----- EXCERPTED TEXT -----
I'll bite. How do you do that?
 
The Archie Altimeter

Adjust the tilt on your radar so the bottom of your beam is 4 degrees below the nose of the aircraft. Your radar display will be dark on bottom and paint ground return from some distance and outward.

Note the distance that the ground return begins painting. Take that # and multiply by 4, then add 2 zeroes. For example, if you are painting ground from 40 miles and outward, 40 x 4 = 160 + 00= 16,000 feet. Ground paint from 25 and out would be an approximate altitude of 10,000 agl.
 
would that brick be Mode C equipped?

It would, but as bricks are still continuing on a waiver to operate without electrical systems, the transponder would be no good.

Aside from that, how does one deal with a RA from a brick falling directly from above? "Dive, dive, no, I mean, really, dive!"

Another means of getting in when you don't have a way to get the current altimeter is find another airplane that's going to your destination (or any destination for that matter, everyone is going somewhere ), and follow them in. Form up just behind them and land at the same time. When you're having coffee with them later, you can ride them about their deviations from the glideslope. :cool:
 
The Archie Altimeter.

I wouldn't put too much faith in using weather radar as an altimeter.
----- INFORMATION SHOWN -----
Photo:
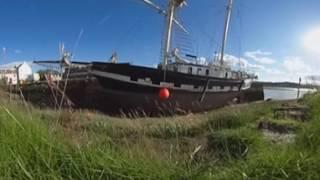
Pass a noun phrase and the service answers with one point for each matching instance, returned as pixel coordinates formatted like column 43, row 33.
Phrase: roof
column 13, row 65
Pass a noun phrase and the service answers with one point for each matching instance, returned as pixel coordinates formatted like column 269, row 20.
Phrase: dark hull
column 136, row 98
column 131, row 97
column 89, row 94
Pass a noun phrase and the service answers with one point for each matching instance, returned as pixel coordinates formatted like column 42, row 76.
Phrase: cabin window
column 199, row 70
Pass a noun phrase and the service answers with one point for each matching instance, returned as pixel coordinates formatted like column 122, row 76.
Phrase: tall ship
column 176, row 85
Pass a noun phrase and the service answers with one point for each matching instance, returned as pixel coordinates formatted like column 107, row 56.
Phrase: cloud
column 295, row 65
column 17, row 51
column 260, row 57
column 104, row 20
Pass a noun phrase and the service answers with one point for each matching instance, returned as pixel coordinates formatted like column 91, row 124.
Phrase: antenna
column 163, row 12
column 226, row 30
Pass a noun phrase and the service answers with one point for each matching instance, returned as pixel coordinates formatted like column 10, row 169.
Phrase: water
column 280, row 93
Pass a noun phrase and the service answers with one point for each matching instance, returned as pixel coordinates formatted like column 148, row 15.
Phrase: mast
column 226, row 30
column 168, row 31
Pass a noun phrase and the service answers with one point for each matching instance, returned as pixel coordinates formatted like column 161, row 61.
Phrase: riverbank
column 222, row 144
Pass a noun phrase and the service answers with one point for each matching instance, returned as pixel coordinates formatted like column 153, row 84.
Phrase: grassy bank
column 221, row 144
-----
▸ WHAT TO DO
In the forum excerpt about the Archie Altimeter, how far below the aircraft's nose should the bottom of the radar beam be tilted?

▸ RESPONSE BELOW
4 degrees below the nose of the aircraft.